▸ TASK BRIEF:
Set down the records once more, please, exactly and with the pictures left out.

▸ MATERIAL PROVIDED:
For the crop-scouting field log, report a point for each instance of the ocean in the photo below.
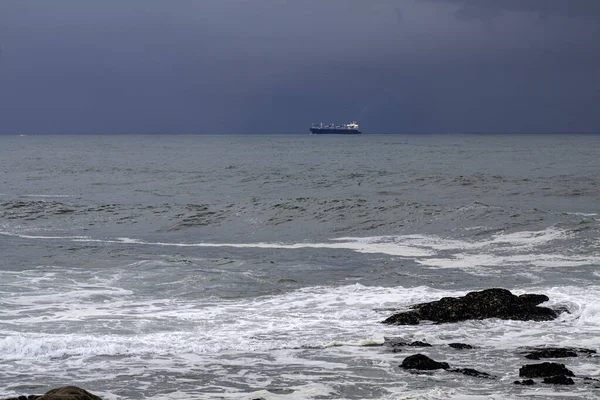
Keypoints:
(244, 267)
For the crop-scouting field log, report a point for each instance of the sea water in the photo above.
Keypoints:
(241, 267)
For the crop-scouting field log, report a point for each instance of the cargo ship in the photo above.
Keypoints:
(343, 129)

▸ ANSWER BOX:
For the crop-scouting field log, report a point for each instance of the ocean in the photo below.
Keypoints:
(244, 267)
For the crop-scouting field log, report a point for each instance of the sea water in the photo above.
Keypoints:
(241, 267)
For the crop-scouting field log, report a point for each instance of the cargo ship in the photo above.
Keypoints:
(343, 129)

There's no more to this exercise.